• _JOB A_:
Please gather every line of the listing that contains the string "body", and copy each one. Case counts.

• _TEXT BLOCK_:
Maine Public's Instagram post was among very few reports on Portland, Maine's March 2 rally
The decision to ignore last Saturday's massive "Hands Off Rafah" rallies appears to have been coordinated across the U.S. My guess is that Aaron Bushnell's extreme protest and the actions it inspired have our corporate overlords spooked.
But when Maine's largest city's daily newspaper failed to notice 1,100+ marching down Congress Street on March 2, they missed a lot.
Today, I'm sharing one of the best of several speeches the Portland Press Herald failed to cover, by permission of its author. I know Maryam because we are both members of the Maine Coalition for Palestine.
My name
is Maryam Aswad, and I’m speaking to you on behalf of my wonderful comrades in
the Labour for Palestine working group. I’m also a student, teacher,
researcher, and an organizer for the graduate employee union at UNH.
We know
there is a lot happening in a lot of places, but especially in Gaza. We also
know that we can’t really fathom the extent of it. We get details here and
there from what’s being shared by brave reporters on the ground in Gaza, but
every now and again, we learn something new, something uniquely unimaginable
that had been happening throughout the past four months, four years, eighty
years… and it’s gut wrenching each time. You feel weak, small, insignificant…
what could you possibly do about something you can’t even understand?

• _JOB B_:
Continue the post about the March 2 Portland, Maine rally from the point where it stops.

• _DATA LISTING_:
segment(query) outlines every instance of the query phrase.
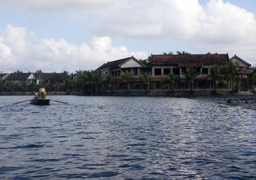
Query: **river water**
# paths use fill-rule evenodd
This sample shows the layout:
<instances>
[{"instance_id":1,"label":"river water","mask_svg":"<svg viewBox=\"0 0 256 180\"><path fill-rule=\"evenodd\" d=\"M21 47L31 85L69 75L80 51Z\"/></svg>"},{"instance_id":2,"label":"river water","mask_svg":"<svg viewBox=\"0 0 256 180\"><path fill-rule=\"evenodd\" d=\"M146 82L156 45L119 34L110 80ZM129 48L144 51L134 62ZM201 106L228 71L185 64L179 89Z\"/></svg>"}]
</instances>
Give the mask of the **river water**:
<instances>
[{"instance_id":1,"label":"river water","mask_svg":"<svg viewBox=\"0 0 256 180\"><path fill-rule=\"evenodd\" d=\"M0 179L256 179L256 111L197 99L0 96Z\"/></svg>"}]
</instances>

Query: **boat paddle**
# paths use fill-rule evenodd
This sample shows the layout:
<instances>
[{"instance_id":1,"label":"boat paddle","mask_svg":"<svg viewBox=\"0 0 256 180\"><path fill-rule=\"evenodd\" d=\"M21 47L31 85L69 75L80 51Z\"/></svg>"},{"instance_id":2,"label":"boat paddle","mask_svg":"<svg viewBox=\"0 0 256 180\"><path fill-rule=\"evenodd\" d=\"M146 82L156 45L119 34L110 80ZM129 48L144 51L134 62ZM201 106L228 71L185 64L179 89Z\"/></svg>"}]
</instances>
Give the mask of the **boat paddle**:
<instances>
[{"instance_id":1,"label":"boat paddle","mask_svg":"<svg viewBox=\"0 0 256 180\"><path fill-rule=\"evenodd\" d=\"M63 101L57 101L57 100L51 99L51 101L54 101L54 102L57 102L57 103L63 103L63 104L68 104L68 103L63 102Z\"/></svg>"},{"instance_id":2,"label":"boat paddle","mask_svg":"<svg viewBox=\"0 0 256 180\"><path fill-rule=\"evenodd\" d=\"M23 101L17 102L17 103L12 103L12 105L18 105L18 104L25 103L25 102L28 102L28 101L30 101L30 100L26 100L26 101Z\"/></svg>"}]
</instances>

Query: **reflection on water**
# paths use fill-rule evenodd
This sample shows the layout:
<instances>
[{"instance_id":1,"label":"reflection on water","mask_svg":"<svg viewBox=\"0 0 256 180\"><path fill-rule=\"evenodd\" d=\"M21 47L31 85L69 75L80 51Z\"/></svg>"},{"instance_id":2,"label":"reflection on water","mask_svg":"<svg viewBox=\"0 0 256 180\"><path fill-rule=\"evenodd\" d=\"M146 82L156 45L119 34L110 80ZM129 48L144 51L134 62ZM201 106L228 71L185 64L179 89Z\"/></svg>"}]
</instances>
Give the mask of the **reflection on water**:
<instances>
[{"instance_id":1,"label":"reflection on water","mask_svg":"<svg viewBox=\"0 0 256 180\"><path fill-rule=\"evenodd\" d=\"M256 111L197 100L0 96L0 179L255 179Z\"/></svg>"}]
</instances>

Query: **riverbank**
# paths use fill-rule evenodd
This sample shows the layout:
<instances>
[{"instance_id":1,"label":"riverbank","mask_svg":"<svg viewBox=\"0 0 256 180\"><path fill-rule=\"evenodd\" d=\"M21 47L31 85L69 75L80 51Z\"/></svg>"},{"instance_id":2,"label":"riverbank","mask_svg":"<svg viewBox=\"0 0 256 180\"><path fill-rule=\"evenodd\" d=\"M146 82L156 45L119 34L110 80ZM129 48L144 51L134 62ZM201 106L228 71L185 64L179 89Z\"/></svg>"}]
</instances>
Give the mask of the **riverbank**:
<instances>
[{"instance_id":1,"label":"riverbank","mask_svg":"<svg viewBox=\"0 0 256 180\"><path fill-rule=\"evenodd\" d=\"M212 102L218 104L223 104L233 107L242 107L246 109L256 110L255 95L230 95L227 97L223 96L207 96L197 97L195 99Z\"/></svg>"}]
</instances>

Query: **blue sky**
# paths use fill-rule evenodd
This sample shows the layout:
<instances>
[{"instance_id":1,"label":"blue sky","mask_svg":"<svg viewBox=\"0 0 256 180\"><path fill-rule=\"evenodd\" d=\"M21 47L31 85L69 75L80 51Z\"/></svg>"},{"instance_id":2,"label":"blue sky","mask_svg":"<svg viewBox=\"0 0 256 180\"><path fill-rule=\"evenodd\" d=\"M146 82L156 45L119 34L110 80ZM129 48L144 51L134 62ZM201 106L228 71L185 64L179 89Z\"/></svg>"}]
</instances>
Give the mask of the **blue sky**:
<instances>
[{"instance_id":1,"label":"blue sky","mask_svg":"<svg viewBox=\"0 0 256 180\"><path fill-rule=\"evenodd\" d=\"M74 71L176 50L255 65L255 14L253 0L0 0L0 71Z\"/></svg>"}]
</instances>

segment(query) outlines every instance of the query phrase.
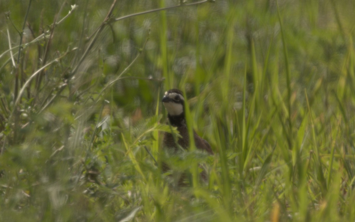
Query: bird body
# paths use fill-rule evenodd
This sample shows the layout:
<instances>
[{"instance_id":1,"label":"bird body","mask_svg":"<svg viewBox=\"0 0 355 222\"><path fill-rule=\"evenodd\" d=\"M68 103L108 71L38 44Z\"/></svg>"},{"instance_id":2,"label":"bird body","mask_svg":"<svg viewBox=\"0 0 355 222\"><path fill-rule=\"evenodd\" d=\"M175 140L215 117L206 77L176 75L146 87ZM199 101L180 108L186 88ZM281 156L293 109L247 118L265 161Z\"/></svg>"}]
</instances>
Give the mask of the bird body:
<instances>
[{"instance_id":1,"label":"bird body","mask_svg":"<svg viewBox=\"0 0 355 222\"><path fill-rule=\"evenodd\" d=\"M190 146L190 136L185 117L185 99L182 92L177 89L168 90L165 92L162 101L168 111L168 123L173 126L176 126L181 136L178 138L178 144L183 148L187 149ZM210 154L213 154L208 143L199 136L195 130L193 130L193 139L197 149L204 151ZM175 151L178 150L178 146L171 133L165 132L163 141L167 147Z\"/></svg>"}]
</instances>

--

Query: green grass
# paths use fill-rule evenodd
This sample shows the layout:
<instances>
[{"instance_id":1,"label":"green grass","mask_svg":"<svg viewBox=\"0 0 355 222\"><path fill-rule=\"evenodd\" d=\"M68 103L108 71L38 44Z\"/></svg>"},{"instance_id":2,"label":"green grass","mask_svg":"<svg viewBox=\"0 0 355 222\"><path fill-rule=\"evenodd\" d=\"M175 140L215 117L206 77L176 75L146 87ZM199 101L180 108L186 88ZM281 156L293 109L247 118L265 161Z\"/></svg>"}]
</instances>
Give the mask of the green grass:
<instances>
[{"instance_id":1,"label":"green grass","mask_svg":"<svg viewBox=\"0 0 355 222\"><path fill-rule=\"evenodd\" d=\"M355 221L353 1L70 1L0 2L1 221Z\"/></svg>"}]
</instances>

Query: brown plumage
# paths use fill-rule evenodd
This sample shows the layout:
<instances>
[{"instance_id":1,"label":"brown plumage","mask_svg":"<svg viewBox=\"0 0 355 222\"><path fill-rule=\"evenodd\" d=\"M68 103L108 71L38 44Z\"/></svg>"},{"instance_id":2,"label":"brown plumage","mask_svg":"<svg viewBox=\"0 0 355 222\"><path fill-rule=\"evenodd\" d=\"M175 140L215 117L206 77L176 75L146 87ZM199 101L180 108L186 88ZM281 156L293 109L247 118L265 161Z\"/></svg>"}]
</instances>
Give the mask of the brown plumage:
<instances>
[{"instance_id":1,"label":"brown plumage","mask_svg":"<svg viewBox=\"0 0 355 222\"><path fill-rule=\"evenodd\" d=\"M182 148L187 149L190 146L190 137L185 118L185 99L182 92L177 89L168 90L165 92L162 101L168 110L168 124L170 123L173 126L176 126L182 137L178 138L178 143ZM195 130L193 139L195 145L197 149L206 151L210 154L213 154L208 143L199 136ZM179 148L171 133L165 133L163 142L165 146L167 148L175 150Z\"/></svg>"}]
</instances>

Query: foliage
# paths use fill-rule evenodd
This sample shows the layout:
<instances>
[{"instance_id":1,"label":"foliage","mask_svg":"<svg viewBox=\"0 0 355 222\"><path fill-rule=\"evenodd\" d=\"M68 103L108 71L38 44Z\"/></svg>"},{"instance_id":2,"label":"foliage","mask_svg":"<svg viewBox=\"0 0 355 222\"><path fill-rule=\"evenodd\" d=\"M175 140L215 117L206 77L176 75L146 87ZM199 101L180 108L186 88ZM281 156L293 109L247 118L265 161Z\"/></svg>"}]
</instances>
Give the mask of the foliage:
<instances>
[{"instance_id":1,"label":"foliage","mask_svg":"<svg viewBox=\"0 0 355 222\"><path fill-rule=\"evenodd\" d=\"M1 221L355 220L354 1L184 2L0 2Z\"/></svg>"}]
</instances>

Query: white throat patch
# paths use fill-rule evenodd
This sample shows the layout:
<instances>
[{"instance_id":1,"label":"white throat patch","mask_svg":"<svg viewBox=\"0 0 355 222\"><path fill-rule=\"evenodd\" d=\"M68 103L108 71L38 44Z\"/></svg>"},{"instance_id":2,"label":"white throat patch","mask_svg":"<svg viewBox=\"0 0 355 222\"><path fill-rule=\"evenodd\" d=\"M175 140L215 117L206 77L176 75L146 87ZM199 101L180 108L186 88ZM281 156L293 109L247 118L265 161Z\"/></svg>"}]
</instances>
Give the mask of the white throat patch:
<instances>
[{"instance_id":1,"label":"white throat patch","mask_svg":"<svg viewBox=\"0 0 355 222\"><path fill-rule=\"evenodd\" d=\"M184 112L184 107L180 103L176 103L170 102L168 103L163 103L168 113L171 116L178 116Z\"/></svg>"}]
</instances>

...

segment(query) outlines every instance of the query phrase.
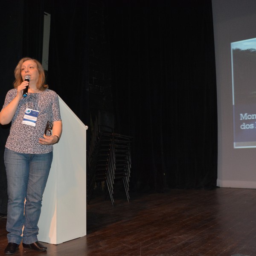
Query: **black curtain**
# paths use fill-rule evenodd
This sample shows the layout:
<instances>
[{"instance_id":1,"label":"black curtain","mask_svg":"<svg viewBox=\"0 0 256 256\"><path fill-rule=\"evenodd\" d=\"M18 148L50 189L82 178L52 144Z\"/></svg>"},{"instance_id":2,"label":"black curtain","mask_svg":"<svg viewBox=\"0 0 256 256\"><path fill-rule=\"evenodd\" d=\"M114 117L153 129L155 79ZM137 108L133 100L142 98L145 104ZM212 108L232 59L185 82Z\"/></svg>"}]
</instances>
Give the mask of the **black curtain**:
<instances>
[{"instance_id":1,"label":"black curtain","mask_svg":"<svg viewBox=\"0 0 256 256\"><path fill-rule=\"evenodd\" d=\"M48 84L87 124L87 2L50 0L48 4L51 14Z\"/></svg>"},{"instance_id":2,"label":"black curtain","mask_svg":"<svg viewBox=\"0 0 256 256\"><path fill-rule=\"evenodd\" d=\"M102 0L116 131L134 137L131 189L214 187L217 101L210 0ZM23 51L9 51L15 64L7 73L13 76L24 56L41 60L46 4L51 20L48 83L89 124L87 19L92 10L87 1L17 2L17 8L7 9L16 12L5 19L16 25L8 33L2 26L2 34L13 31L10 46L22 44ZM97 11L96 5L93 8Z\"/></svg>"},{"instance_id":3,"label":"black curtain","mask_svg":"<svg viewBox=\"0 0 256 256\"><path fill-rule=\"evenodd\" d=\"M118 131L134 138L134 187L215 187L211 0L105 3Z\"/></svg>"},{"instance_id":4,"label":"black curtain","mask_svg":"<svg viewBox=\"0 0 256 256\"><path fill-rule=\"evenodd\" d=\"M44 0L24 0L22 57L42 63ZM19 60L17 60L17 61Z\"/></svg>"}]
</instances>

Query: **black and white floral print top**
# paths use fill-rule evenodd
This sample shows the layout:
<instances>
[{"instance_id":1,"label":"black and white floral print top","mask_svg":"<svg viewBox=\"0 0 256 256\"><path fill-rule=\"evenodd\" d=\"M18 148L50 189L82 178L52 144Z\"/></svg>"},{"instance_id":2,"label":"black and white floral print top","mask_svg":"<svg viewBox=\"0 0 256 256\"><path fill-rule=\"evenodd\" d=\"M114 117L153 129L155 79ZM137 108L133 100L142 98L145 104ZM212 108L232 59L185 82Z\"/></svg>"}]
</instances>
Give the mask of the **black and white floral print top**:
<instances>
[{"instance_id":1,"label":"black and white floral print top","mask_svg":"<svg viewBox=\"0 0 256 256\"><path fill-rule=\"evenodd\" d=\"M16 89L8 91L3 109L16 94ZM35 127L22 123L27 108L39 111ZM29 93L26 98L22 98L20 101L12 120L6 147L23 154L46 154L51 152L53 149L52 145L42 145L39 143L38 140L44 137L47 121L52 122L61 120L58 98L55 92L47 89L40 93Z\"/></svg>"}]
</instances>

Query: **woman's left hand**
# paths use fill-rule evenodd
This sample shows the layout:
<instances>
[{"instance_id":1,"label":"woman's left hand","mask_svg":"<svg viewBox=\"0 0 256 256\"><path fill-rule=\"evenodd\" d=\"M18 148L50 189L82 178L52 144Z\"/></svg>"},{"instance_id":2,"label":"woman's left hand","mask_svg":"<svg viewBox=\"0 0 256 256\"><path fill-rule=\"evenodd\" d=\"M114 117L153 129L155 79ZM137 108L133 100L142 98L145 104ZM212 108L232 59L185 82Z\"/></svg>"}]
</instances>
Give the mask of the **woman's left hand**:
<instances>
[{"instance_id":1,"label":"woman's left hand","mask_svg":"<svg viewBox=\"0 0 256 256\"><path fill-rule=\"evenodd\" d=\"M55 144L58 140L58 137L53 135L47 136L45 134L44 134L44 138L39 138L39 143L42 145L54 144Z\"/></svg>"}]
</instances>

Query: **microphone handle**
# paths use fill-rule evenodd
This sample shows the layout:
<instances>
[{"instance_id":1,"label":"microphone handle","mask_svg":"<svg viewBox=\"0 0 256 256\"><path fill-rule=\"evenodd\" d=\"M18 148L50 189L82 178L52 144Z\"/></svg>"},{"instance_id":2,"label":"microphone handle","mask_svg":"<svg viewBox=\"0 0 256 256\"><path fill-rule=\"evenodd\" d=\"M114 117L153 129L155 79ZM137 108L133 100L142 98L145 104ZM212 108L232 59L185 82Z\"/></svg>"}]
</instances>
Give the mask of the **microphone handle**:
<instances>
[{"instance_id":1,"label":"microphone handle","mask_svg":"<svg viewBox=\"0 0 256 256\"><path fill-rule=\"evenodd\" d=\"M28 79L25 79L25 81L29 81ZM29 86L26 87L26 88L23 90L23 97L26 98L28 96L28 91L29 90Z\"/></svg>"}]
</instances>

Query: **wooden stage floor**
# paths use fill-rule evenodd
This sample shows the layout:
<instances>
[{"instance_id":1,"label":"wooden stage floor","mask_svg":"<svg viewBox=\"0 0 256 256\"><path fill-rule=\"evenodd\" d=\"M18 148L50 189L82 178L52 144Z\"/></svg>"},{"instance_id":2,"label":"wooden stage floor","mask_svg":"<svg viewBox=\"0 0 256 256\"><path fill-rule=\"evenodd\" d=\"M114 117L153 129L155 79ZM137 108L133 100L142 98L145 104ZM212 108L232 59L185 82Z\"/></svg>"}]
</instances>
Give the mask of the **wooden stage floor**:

• _REPLY A_:
Query: bird body
[{"instance_id":1,"label":"bird body","mask_svg":"<svg viewBox=\"0 0 355 222\"><path fill-rule=\"evenodd\" d=\"M68 103L108 71L38 44Z\"/></svg>"},{"instance_id":2,"label":"bird body","mask_svg":"<svg viewBox=\"0 0 355 222\"><path fill-rule=\"evenodd\" d=\"M175 140L215 117L206 77L176 75L146 87ZM199 101L180 108L186 88ZM281 156L293 109L247 118L265 161Z\"/></svg>"}]
Give the mask of the bird body:
[{"instance_id":1,"label":"bird body","mask_svg":"<svg viewBox=\"0 0 355 222\"><path fill-rule=\"evenodd\" d=\"M190 146L190 136L185 117L185 99L182 92L177 89L168 90L165 92L162 101L168 111L168 123L173 126L176 126L181 136L178 138L178 144L183 148L187 149ZM210 154L213 154L208 143L199 136L195 130L193 130L193 139L197 149L204 151ZM175 151L178 150L178 146L171 133L165 132L163 141L167 147Z\"/></svg>"}]

• _REPLY B_:
I’m a
mathematician, and when I encounter a complicated problem, my intuition is to
walk back and think about something simple, make small steps towards
understanding this complicated problem. Today I want to talk to you about
things that are simple.
First,
people are good. Removed from the imperialist systems of oppression that push
them towards fear and greed, people are good.
When you watch videos from Palestinians in Gaza,
journalists describing the latest Israeli aggressions, there is a lot that is
seen, but goes unsaid. Back when most people lived under roofs, you saw people
walking in and out of houses because everyone kept their doors open. If you’re
looking for something and I have it, come in, take what you need. Come where
you feel safer or where you have compassionate company.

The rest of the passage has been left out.